### Textauszug

Krippenschau in Seeshaupt:Spaziergang nach Bethlehem

In den örtlichen Geschäften sind 30 Krippen aus der Sammlung des Geistlichen Theodor Glaser ausgestellt. Die Exponate stammen aus aller Welt und präsentieren sich überraschend kitschfrei

Von Michael Berzl, Seeshaupt

Melonen werden hier verkauft, ein Bäcker und ein Metzger haben einen Stand, es gibt Wurst und Käse, auch ein Weinhändler ist dabei. Und davor sind Josef und Maria mit dem Jesuskind. Auch so kann eine Weihnachtskrippe aussehen. Ein Künstler aus Neapel hat diese Marktstraßenszenerie kreiert. Zu sehen ist sie nun in Seeshaupt im Rahmen einer Ausstellung in einer Reihe von Läden und Büros; es ist eines von fast 30 Exponaten.

Zum fünften Mal gibt es nun diese Ausstellung, die von Renate und Bero von Fraunberg in Zusammenarbeit mit der Bürgerstiftung organisiert wird und noch bis zum Dreikönigstag am 6. Januar läuft. Die Krippen stammen aus dem Fundus von Theodor Glaser aus München, dem ehemaligen stellvertretenden Landesbischof der evangelischen Kirche in Bayern, der vor einer Woche im Alter von 88 Jahren gestorben ist.

In der Krippensammlung sind Figuren aus der ganzen Welt vertreten, aus Oberammergau und Südtirol, aus Spanien und Korsika, aus Polen, Mexiko, Obervolta, und dem ehemaligen Jugoslawien, aus Peru und aus Marktredwitz, um nur ein paar Beispiele zu nennen. In einer Krippe aus Nordamerika sind die Angehörigen der Heiligen Familie als Indianer dargestellt. "Welt. Weit. Weihnachten", lautet passend zum polyglotten Personal das Motto. Die Exponate in verschiedenen Stilrichtungen bestehen aus den unterschiedlichsten Materialien wie Ebenholz, Ton, Metall oder Porzellan, Stoff oder Terrakotta. Sie sind oft schlicht, selten kitschig.

######

**Ziel der Aufgabe**
Beantworten Sie anhand des Textes zur Krippenschau folgende Fragen:
(a) Aus welcher Stadt stammt der Künstler, der die Marktstraßenszenerie kreiert hat?
(b) Bis zu welchem Tag läuft die Ausstellung?
(c) Wie sind in der Krippe aus Nordamerika die Angehörigen der Heiligen Familie dargestellt?

### Gespeicherte Datensätze

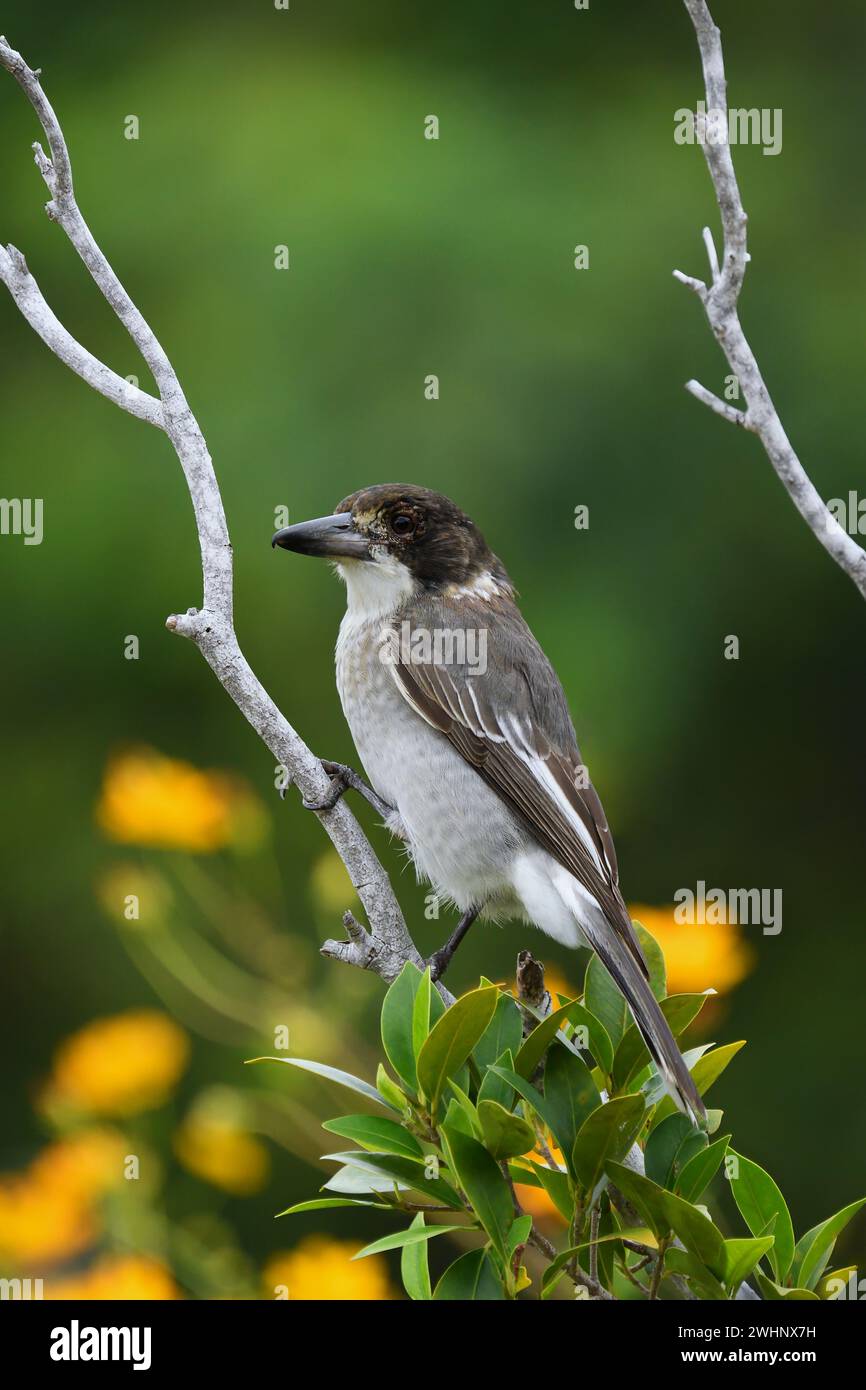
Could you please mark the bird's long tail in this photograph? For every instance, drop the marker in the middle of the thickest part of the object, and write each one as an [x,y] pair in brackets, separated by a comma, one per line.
[652,1025]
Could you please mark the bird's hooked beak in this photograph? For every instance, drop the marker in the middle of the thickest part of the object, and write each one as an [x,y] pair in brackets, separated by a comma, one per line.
[334,537]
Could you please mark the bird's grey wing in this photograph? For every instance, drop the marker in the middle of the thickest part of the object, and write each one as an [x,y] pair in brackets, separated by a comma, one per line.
[508,717]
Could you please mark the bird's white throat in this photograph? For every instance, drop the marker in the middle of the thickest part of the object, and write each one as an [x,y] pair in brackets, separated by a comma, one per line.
[376,588]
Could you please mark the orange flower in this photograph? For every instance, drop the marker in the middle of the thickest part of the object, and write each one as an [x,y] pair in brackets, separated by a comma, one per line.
[535,1201]
[223,1154]
[321,1269]
[152,799]
[41,1223]
[120,1065]
[697,957]
[124,1276]
[50,1212]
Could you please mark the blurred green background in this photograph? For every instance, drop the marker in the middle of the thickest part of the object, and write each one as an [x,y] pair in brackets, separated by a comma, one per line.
[407,256]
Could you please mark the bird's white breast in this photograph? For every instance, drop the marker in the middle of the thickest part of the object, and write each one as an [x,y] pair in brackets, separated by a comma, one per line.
[460,834]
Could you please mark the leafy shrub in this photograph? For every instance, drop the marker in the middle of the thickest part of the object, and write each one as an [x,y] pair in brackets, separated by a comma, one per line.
[487,1094]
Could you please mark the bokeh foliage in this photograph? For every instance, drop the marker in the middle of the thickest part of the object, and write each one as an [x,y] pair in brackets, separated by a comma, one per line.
[558,388]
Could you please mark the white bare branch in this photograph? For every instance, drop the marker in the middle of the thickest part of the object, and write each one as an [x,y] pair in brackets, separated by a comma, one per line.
[42,320]
[387,945]
[720,299]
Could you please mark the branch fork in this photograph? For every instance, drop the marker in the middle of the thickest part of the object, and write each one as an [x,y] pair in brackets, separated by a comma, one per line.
[387,945]
[720,303]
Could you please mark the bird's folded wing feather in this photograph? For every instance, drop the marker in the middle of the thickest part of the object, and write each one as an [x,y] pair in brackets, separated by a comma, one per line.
[509,719]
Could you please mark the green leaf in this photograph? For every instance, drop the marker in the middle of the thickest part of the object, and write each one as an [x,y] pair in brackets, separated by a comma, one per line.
[353,1180]
[605,1001]
[398,1023]
[698,1172]
[519,1233]
[558,1187]
[470,1279]
[527,1093]
[558,1266]
[655,959]
[706,1069]
[606,1133]
[570,1096]
[505,1134]
[494,1087]
[426,1011]
[414,1266]
[702,1283]
[541,1037]
[320,1204]
[502,1033]
[697,1233]
[469,1109]
[331,1073]
[402,1171]
[740,1258]
[374,1133]
[759,1200]
[838,1285]
[452,1040]
[484,1184]
[663,1212]
[644,1194]
[663,1146]
[456,1118]
[813,1248]
[391,1093]
[773,1292]
[414,1236]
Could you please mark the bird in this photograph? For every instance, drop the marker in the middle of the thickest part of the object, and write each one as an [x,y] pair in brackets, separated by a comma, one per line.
[464,734]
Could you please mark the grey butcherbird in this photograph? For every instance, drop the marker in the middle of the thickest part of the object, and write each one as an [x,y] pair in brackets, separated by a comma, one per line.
[464,733]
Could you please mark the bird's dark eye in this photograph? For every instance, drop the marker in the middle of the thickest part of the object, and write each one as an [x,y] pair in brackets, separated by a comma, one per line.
[402,523]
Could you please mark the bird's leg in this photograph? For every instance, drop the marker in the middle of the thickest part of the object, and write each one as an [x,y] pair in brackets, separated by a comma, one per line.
[441,959]
[342,779]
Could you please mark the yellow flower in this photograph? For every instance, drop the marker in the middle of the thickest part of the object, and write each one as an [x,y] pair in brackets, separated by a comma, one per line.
[321,1269]
[535,1201]
[84,1165]
[223,1154]
[120,1065]
[152,799]
[697,957]
[134,895]
[41,1223]
[124,1276]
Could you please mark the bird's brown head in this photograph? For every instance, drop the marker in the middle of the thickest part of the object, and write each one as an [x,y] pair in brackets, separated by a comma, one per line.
[399,524]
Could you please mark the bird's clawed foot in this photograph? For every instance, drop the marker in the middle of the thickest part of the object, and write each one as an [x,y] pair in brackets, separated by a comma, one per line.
[441,959]
[342,780]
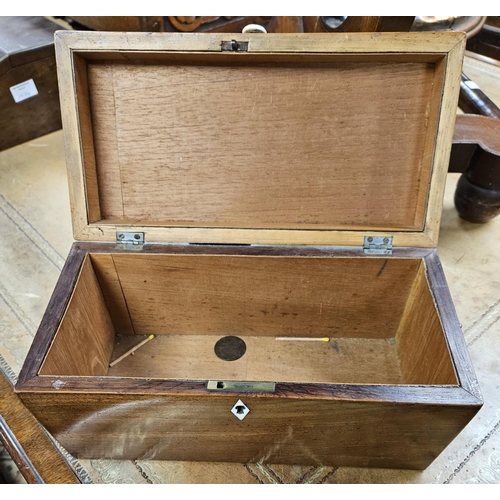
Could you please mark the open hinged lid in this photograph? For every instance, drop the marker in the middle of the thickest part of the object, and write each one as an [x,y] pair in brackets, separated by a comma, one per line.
[317,139]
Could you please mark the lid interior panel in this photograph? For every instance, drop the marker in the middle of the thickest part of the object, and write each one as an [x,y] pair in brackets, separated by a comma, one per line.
[258,142]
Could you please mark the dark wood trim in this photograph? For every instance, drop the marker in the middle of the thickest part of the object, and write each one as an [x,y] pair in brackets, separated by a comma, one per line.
[18,455]
[53,314]
[451,326]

######

**Vollständige Antwort**
(a) Aus Neapel.
(b) Bis zum Dreikönigstag am 6. Januar.
(c) Als Indianer.